Consignes:
• A. Résumez en trois phrases la réponse de Florence Bergeaud-Blackler à Haoues Seniguer.
• B. Poursuivez, s'il vous plaît, la réponse de Florence Bergeaud-Blackler à Haoues Seniguer à la suite de sa dernière phrase.

Extrait:

------------------------------------------------------------

Dernière mise à jour : 22 août






La revue Mizane a publié un entretien avec Haoues Seniguer intitulé « Le frérisme et ses réseaux, « un essai saturé de jugements de valeur » dans lequel elle entend faire « évaluer » la valeur scientifique de mon ouvrage. Le politiste, qui s’était déjà fait remarquer au mois de février à la tribune de Musulmans de France1, s’est prêté à ce jeu de massacre dans une revue connue pour diffuser des thèses fréristes2

Voici la réponse de l’anthropologue Florence Bergeaud-Blackler, chargée de recherche (HDR) CNRS : 

Puisque c’est la seule critique que je possède à ce jour, qu’elle provient d’un maître de conférence à Sciences Po Lyon, et qu’elle tourne dans les milieux académiques, j’y réponds. Cela me permettra d’illustrer ce que j’ai écrit dans mon livre : même si on se prétend critique de la confrérie et de son idéologie -comme c’est le cas d’Haoues Seniguer – quand on nie le plan (la dimension « P » du tryptique Vision Identité Plan que j’expose dans mon livre), on place le frérisme dans l’angle mort de la connaissance, pire, on prend le risque de le servir. 

Le texte de 37 000 caractères de mon contradicteur est touffu et parfois répétitif. Je propose donc de procéder à un élagage qui permettra de l’alléger des éléments qui n’ont rien à faire dans un texte dont la prétention est de donner une leçon de science (cf. le titre). 

Je distinguerai ainsi :

– la sophistique contenant des éléments de discrédit (argument d’autorité, dénigrement, atteinte à la réputation, accusation en débilité, en manipulation) 

– de la réfutation « simulée » qui ne respecte pas le cadre théorique et conceptuel de l’auteur

– de la réfutation.

------------------------------------------------------------

Lignes de données:
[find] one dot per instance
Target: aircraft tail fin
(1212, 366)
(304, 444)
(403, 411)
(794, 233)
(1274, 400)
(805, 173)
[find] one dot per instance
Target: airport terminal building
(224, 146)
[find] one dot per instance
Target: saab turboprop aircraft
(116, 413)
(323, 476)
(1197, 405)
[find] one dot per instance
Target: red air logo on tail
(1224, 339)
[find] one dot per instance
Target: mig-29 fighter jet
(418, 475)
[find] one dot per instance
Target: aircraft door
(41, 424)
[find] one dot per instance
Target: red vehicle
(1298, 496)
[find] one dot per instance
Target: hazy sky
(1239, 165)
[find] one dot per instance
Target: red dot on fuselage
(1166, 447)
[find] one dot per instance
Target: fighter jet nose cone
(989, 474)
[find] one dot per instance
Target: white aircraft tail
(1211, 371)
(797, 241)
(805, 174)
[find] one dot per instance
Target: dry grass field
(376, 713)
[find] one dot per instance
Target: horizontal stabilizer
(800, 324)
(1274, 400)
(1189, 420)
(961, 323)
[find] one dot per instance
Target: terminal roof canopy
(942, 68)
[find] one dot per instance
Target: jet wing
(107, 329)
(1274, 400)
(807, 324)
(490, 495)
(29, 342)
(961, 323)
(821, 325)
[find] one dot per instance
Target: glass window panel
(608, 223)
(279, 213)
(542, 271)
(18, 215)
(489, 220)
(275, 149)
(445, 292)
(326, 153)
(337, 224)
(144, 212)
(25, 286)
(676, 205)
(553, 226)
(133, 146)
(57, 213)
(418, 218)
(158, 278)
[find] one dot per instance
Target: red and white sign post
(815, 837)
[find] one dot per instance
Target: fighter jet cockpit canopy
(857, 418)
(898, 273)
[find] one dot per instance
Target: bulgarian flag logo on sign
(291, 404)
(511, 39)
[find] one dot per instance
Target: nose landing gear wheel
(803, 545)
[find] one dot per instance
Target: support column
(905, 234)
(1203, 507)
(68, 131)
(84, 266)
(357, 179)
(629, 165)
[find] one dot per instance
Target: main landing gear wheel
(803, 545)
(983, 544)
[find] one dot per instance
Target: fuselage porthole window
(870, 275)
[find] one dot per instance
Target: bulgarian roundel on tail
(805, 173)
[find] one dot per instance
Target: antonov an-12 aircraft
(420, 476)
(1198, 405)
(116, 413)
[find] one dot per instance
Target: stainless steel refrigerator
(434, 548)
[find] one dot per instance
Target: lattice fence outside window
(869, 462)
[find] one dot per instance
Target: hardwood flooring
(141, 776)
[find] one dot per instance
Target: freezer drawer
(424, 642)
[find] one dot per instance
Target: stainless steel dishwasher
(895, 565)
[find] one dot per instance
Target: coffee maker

------------------------------------------------------------

Résultats par tâche:
• A. La revue Mizane a publié un entretien avec le politiste Haoues Seniguer, intitulé « Le frérisme et ses réseaux, un essai saturé de jugements de valeur », qui prétend évaluer la valeur scientifique de l'ouvrage de l'anthropologue Florence Bergeaud-Blackler. Celle-ci, chargée de recherche au CNRS, y répond parce que c'est la seule critique qu'elle possède, qu'elle vient d'un maître de conférence à Sciences Po Lyon et qu'elle circule dans les milieux académiques, et elle soutient que nier la dimension « Plan » du frérisme revient à le placer dans l'angle mort de la connaissance, voire à risquer de le servir. Jugeant le texte de 37 000 caractères touffu et parfois répétitif, elle propose de l'élaguer en distinguant la sophistique, la réfutation « simulée » et la réfutation.

• B.
Je vais d’abord traiter des éléments de sophistique. Cela permettra de montrer comment le rédacteur de ce texte tente de disqualifier et de discréditer tant le livre que son auteure. Chaque fois que la faiblesse de ses arguments contre l’ouvrage, transpire, il s’en prend à l’auteure du livre, dénonce des intentions et des postures hostiles, complotistes et même racistes, à l’égard des musulmans, 

Je finirai par une réponse aux deux arguments de réfutation valable.

1-Sophistique, discrédit, accusations et arguments d’autorité…

Tout au long de son texte, le politiste se disant soucieux de donner une leçon de « science », utilise les registres de l’émotion, la diversion, le chantage au racisme, le doute, la victimisation, afin de discréditer le livre -qualifié de libelle, i.e. écrit satirique, insultant et diffamatoire-, et de disqualifier son auteure.

La charge du contempteur est si constante et si bien distribuée du début à la fin du texte qu’elle parait avoir été inspirée par un sentiment de fureur. 

  1. L’ouvrage «  relève davantage de l’essai, de l’opinion et du libelle, que de la science et de l’analyse à proprement parler » ; 

  1. « Notre collègue dit faire l’objet de menaces de mort ; elle fait de ces menaces « une ressource médiatique » ; 

  1. Elle empêche « la controverse scientifique et publique (….) par ses emportements et ses reproches à l’égard de nombreux académiques cités dans le livre » 

  1. « Serait-ce en raison de mon islamité ou de mon patronyme que je serais en l’espèce suspect de frérisme ? »

  1. « Peut-on travailler sérieusement sur un objet qu’on ne fréquente pas ou plus ? Ce me paraît fort improbable. ». 

  1. « FBB aurait sans doute gagné à vérifier un certain nombre d’allégations qui, cumulées, finissent par mettre en évidence des failles et des incohérences saillantes sur le plan du raisonnement » 

  1. « Je ne reviens pas sur les failles méthodologiques béantes ». 

  1. « A mon sens, ce livre ne remplit absolument pas les critères requis de l’enquête empirique, et des réquisits des sciences sociales de façon plus générale ». 

  1. « Ici, on se situe clairement au moins dans une panique morale caractérisée, au plus dans la pure fantasmagorie qui confine à l’aveuglement spécieux ».

  1. « L’enquête est entièrement à charge ».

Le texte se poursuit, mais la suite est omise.